Reproduza sem alterações a parte do texto sobre eugenia que começa em "As elites das" e segue até "e bonita (magra).", inclusive.

Trecho selecionado ::
════

Renato Khel fazia testes com crianças surdas, deficientes. Outros promoviam a esterilização de grupos de indígenas, negros, imigrantes asiáticos, mulheres negras, asiáticas, deficientes para que não levassem o mau corpo para as gerações seguintes. A ideia de limpeza étnica levava a ditados como "é pobre, mas é limpinho". Esta frase até hoje utilizada por brasileiros vem da eugenia racista na década de 1930.
As elites das cidades faziam concursos de garotas mais bonitas. Ganhavam as loiras, de olhos claros ou como diziam os eugenistas, "as boas procriadoras". Não é por acaso que, nas décadas de 1930 e 1940, a tinta loura para cabelos fez muito sucesso, inclusive porque o cinema estadunidense utilizou esse estratagema, loura, branca e bonita (magra).
Bem, pergunto, "a eugenia desapareceu"? Os ditados ainda usamos, e a prática também. A crise sanitária provocada pelo covid-19 mostra, subliminarmente, a prática eugenista. Vejamos como ela ocorre sem nossa consciência da estratégia. O atual presidente diz "se todos forem infectados, todos ficarão imunizados". Todos sabemos que não! Um fazendeiro só imuniza um rebanho de gado, se forem todos vacinados. Se este fazendeiro deixar a infecção correr a solta, perderá seu rebanho. Imunização apenas ocorre com vacina. Ora, nos humanos, essa prática preconizada pelo presidente do Brasil é a mesma dos eugenistas.
Entre 1932 a 1972, nos EUA, em Tukesgee, Alabama, um grupo de cientistas, sem informar a finalidade da pesquisa, fez de 600 homens negros, cobaias que foram infectadas com sífilis para estudo do processo da doença. Apenas 74 homens sobreviveram e 40 mulheres foram infectadas pelos maridos. Entrar em contato com uma bactéria ou vírus não imuniza. Provocamos a morte.
Igualmente a declaração para usar a cloroquina, droga utilizada para malária e a doença autoimune, lúpus. Mesmo nessas doenças, a cloroquina é administrada com muito cuidado porque provoca alterações drásticas no sistema cardíaco. Como exemplo, em 1976, o AZT foi recomendado para a AIDS. Mas esta droga provocava hemorragias. Não há panaceia dos céus para doenças complexas. Há, sim, uma prática muito empregada, a de acelerar as mortes de já debilitadas pessoas. Coincidentemente, os mortos são podres, deficientes, negros, indígenas (já dilacerados pelo roubo e fogo em suas terras), imigrantes.

════

Registros armazenados ::

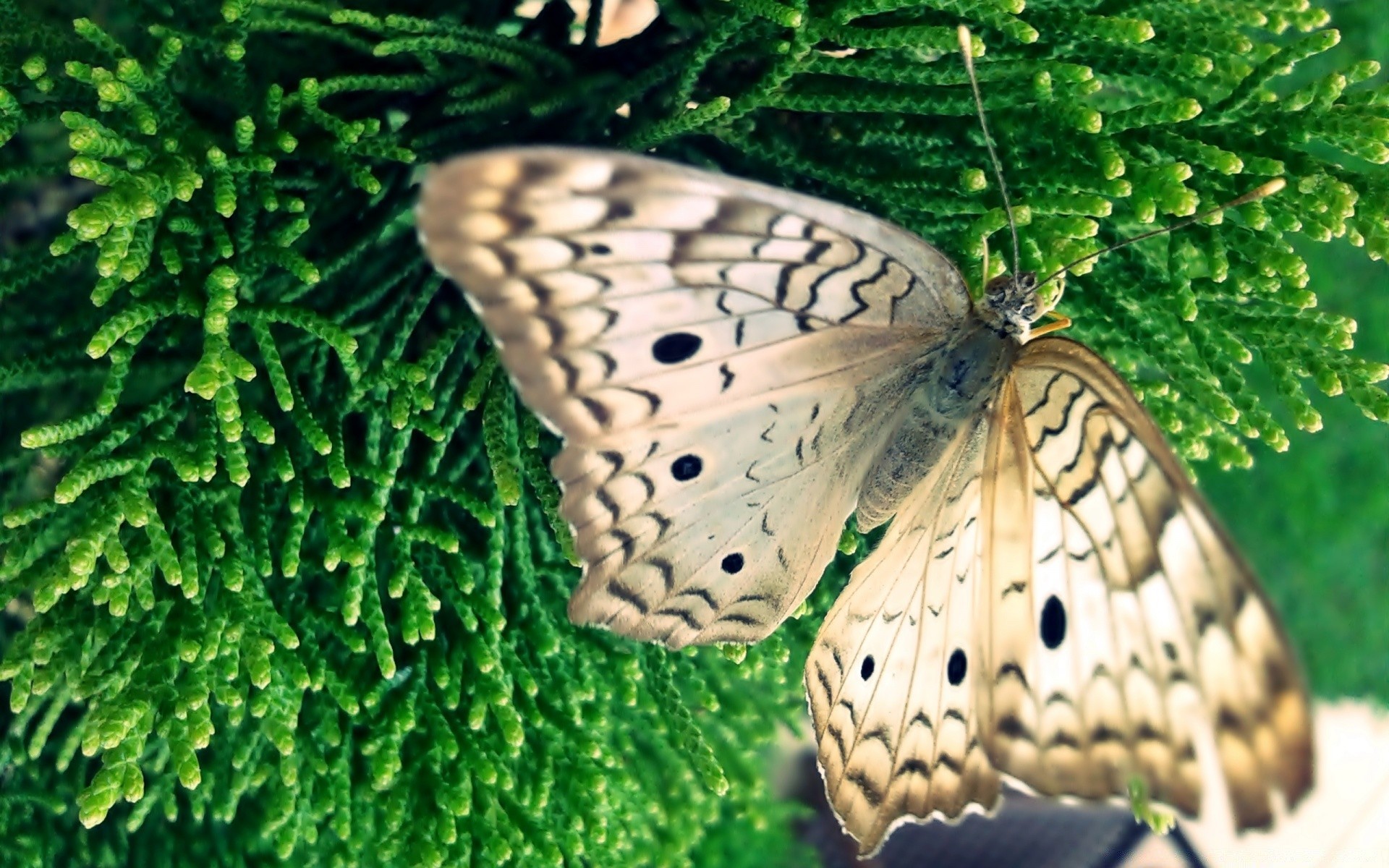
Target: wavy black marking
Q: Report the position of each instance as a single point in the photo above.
(872, 279)
(866, 786)
(655, 400)
(1078, 495)
(1013, 727)
(783, 284)
(685, 616)
(572, 374)
(1063, 739)
(625, 540)
(700, 593)
(913, 767)
(738, 618)
(1103, 446)
(1011, 670)
(963, 490)
(1066, 418)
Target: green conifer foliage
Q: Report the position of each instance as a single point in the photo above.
(282, 543)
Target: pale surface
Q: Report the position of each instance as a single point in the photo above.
(1345, 820)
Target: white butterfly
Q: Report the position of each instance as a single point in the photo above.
(735, 368)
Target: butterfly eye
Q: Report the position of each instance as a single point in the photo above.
(687, 467)
(1053, 623)
(676, 347)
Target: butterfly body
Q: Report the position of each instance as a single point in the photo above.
(736, 368)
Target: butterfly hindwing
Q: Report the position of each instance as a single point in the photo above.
(893, 671)
(717, 354)
(1123, 621)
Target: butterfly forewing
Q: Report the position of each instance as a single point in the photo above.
(1123, 621)
(724, 360)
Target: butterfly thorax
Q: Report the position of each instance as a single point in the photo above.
(951, 391)
(948, 392)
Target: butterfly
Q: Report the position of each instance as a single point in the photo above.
(736, 368)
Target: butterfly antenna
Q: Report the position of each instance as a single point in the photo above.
(967, 51)
(1260, 192)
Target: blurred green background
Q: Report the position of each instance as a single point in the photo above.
(1314, 521)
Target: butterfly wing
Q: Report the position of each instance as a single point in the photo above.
(892, 676)
(724, 360)
(1123, 623)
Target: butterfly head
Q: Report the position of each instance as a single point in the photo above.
(1013, 303)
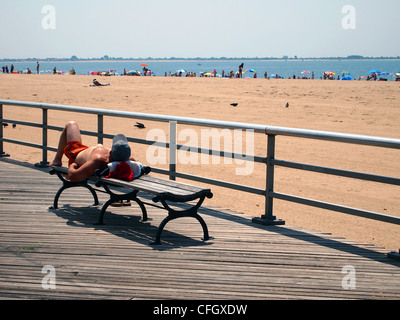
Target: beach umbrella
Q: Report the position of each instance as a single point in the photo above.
(347, 77)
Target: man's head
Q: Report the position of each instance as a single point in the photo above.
(120, 150)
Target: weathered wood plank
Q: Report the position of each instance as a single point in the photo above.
(116, 261)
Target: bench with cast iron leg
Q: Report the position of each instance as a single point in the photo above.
(161, 190)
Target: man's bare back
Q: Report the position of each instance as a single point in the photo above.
(98, 151)
(88, 159)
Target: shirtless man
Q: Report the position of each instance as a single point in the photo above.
(84, 160)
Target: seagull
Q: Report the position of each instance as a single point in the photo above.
(139, 125)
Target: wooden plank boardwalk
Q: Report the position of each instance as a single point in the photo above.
(116, 260)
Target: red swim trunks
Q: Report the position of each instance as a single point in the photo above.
(72, 150)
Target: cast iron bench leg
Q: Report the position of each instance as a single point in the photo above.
(174, 214)
(68, 184)
(117, 197)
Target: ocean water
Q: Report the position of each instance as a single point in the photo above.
(285, 69)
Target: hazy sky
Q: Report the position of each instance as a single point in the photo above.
(198, 28)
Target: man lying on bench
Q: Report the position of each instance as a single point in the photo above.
(84, 160)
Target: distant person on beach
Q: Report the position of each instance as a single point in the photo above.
(241, 70)
(98, 84)
(84, 160)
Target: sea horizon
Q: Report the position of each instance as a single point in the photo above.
(284, 68)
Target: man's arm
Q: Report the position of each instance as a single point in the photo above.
(76, 173)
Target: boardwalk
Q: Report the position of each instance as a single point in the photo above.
(116, 261)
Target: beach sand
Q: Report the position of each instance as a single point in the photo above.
(369, 108)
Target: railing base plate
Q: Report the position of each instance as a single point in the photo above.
(394, 255)
(268, 222)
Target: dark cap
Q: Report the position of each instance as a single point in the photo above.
(120, 150)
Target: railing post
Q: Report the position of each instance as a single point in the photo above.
(2, 153)
(172, 149)
(100, 129)
(44, 163)
(268, 218)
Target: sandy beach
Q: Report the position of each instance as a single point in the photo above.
(358, 107)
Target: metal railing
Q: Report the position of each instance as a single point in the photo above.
(269, 159)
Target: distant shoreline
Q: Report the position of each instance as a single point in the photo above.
(193, 59)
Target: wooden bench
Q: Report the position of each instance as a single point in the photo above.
(161, 190)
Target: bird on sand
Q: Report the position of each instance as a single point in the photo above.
(139, 125)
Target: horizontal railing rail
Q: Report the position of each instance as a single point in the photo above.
(269, 160)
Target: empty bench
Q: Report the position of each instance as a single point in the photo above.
(161, 190)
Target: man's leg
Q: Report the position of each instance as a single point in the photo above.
(71, 132)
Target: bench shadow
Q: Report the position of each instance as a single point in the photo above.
(127, 226)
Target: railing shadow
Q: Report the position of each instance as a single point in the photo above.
(304, 236)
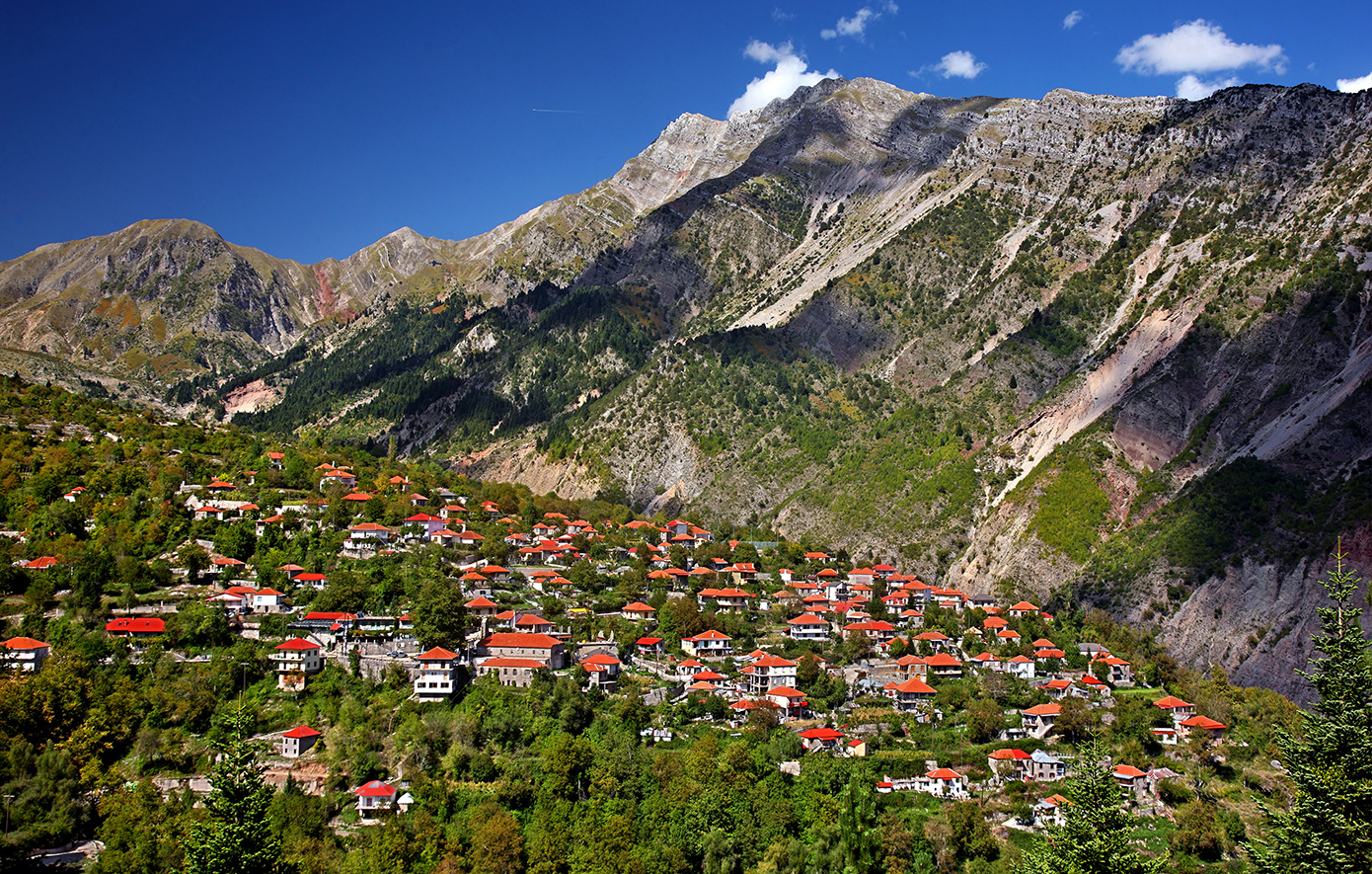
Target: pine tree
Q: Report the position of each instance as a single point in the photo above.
(1095, 834)
(236, 838)
(1329, 827)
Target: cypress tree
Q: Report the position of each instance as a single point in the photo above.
(1329, 828)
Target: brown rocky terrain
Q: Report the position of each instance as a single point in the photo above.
(1086, 345)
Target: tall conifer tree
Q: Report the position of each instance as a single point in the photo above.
(1329, 828)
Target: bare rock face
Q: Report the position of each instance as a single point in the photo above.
(1258, 620)
(1151, 289)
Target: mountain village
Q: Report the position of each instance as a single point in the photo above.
(893, 640)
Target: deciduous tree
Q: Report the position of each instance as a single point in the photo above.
(1095, 834)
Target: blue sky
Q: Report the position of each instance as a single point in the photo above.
(313, 129)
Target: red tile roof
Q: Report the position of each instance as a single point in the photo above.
(24, 642)
(136, 626)
(1171, 703)
(513, 638)
(375, 789)
(436, 654)
(298, 644)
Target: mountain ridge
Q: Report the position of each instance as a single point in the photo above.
(1010, 342)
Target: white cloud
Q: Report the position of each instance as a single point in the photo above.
(1196, 46)
(857, 27)
(1193, 88)
(791, 73)
(963, 64)
(1351, 87)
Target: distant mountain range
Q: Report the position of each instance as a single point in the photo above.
(1118, 346)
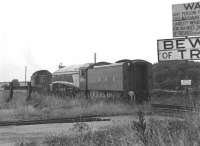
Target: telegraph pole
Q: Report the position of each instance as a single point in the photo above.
(25, 73)
(95, 58)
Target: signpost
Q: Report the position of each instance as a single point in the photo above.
(186, 19)
(186, 23)
(186, 82)
(179, 49)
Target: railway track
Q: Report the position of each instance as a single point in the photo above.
(174, 108)
(92, 118)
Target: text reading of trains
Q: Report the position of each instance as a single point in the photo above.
(192, 6)
(180, 44)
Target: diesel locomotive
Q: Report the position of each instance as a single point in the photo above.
(93, 80)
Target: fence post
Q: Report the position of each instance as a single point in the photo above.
(10, 92)
(29, 91)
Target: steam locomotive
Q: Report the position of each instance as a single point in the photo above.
(122, 79)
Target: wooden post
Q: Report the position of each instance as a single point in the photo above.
(11, 92)
(29, 90)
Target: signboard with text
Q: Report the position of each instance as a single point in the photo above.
(179, 49)
(186, 82)
(186, 19)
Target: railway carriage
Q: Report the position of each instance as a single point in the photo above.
(40, 80)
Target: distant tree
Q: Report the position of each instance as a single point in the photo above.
(15, 82)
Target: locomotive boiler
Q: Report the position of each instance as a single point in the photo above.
(105, 79)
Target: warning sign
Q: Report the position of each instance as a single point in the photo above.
(179, 49)
(186, 19)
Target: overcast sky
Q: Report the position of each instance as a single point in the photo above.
(40, 34)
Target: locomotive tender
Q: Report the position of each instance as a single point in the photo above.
(105, 79)
(101, 79)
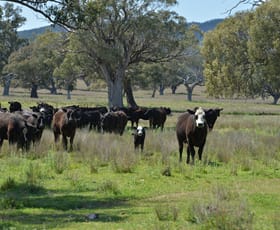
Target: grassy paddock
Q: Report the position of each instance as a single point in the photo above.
(105, 184)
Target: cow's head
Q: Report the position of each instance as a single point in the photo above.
(14, 106)
(211, 116)
(199, 116)
(140, 131)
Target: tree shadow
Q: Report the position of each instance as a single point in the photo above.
(59, 209)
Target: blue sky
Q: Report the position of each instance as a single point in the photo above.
(192, 10)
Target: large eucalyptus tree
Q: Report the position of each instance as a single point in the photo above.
(10, 21)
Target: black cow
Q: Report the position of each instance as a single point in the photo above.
(14, 106)
(192, 128)
(114, 122)
(139, 137)
(36, 119)
(64, 123)
(157, 117)
(15, 129)
(46, 110)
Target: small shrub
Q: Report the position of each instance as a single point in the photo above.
(8, 184)
(167, 213)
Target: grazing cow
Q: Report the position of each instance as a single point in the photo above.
(15, 129)
(114, 122)
(65, 123)
(192, 128)
(36, 119)
(47, 111)
(14, 106)
(157, 117)
(139, 137)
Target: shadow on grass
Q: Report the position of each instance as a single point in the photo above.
(58, 209)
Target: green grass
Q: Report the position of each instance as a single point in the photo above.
(236, 186)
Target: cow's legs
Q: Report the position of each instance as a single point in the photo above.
(1, 142)
(200, 150)
(71, 142)
(191, 152)
(181, 146)
(64, 142)
(56, 137)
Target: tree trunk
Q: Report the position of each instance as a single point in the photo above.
(189, 92)
(275, 98)
(7, 83)
(115, 87)
(53, 87)
(173, 89)
(69, 93)
(161, 89)
(189, 96)
(34, 93)
(6, 89)
(129, 94)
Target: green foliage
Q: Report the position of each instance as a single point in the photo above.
(34, 64)
(241, 54)
(167, 212)
(60, 161)
(10, 21)
(225, 211)
(8, 184)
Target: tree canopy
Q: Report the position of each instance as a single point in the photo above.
(242, 53)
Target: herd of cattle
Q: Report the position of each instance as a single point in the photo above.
(25, 126)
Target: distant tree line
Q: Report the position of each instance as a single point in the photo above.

════

Resposta ::
As elites das cidades faziam concursos de garotas mais bonitas. Ganhavam as loiras, de olhos claros ou como diziam os eugenistas, "as boas procriadoras". Não é por acaso que, nas décadas de 1930 e 1940, a tinta loura para cabelos fez muito sucesso, inclusive porque o cinema estadunidense utilizou esse estratagema, loura, branca e bonita (magra).